[EXCERPTED TEXT]

# # #

No longer the coach at Alabama, where he dominated college football for 17 years, Saban is here as an analyst for ESPN. All week, though, reporters follow him around as if from muscle memory.
“Nick, a lot of people say we need a commissioner in college football,” a reporter says during a small media session tucked away in a private room one morning. “If we ever got to that point, do you have any interest in that?”
Saban smiles, shakes his head, then defers to his wife of 52 years, the longtime first lady of Alabama football.
“You need to ask Miss Terry,” he says.
College football is a sport in transition. That’s putting it gently. You could also say it’s a sport in crisis, or in chaos, or less a coherent “sport” than a mishmash of competing stakeholders: university presidents, conference commissioners, NIL agencies, and television executives all trying to secure the largest available piece of a fast-expanding revenue pie. On Saturdays each fall, young men step onto football fields across the country to play the game they love. Virtually every other moment of the year, thousands of others fight over how to make the most money off of what happens between those lines.
The playoff keeps expanding. The tectonic plates of the sport’s conferences continue to shift. The transfer portal and NIL have fundamentally revamped recruiting. Some of these changes are unwelcome, depending on whom you ask. Many of them are long overdue. “I think players should be compensated,” Saban says. But, he adds, “the implementation needs to be fixed.”
Through all of this change, Saban had remained the sport’s lone constant. He outlasted most every challenger to his throne. Between his debut season at Alabama in 2007 and his final game with the Crimson Tide last January, he watched Urban Meyer resign from both Florida and Ohio State and get fired by the Jacksonville Jaguars. He watched Gus Malzahn go from being his chief SEC rival at Auburn to the head coach posting a record below .500 at UCF. He watched Dabo Swinney slip from being the architect of college football’s supposed next dynasty to someone who draws criticism for his unwillingness to accept the sport’s rapidly evolving landscape. Even Smart has more national titles (two) than wins over his mentor (one). Saban has a career record of 5-1 against his former defensive coordinator and protégé.

# # #

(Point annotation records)

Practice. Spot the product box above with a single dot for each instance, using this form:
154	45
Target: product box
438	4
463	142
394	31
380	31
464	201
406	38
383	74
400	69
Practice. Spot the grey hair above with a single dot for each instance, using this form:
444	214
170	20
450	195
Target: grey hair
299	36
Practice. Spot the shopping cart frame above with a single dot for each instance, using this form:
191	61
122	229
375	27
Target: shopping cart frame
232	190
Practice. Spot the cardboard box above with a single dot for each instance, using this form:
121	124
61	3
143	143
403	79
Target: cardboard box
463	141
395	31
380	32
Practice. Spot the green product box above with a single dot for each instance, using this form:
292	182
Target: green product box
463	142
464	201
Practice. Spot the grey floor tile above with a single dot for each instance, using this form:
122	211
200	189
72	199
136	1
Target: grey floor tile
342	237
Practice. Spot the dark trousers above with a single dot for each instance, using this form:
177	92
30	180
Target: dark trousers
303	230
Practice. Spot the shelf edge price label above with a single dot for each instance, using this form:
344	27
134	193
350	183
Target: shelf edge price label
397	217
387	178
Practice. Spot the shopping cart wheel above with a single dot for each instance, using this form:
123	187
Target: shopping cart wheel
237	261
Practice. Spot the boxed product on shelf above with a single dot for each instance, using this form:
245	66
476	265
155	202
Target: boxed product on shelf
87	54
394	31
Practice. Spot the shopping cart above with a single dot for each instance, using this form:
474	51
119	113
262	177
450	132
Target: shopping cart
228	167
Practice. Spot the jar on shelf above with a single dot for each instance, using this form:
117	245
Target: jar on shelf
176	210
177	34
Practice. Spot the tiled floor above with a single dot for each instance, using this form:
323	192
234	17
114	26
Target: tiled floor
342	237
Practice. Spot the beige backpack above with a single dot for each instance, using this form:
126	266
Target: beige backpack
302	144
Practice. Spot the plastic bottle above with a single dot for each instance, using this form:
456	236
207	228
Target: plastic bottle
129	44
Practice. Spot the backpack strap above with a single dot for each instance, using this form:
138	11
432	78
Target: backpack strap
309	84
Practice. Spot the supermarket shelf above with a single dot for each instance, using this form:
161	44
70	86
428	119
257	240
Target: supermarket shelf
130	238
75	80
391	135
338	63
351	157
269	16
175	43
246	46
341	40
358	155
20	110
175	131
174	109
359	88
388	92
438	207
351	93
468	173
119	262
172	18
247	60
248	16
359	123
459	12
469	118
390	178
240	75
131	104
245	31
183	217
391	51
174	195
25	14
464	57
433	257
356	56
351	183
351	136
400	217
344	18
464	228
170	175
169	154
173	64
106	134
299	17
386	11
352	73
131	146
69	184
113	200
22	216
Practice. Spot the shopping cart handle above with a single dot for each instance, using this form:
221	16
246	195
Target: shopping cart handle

# # #

[SET PROBLEM 1]
Retype the Saban excerpt from "No longer the" down to "from muscle memory.".
[SET PROBLEM 2]
Which competing stakeholders does the Saban excerpt name as fighting over college football's revenue? List every one.

[FINAL RESULT 1]
No longer the coach at Alabama, where he dominated college football for 17 years, Saban is here as an analyst for ESPN. All week, though, reporters follow him around as if from muscle memory.

[FINAL RESULT 2]
University presidents, conference commissioners, NIL agencies, television executives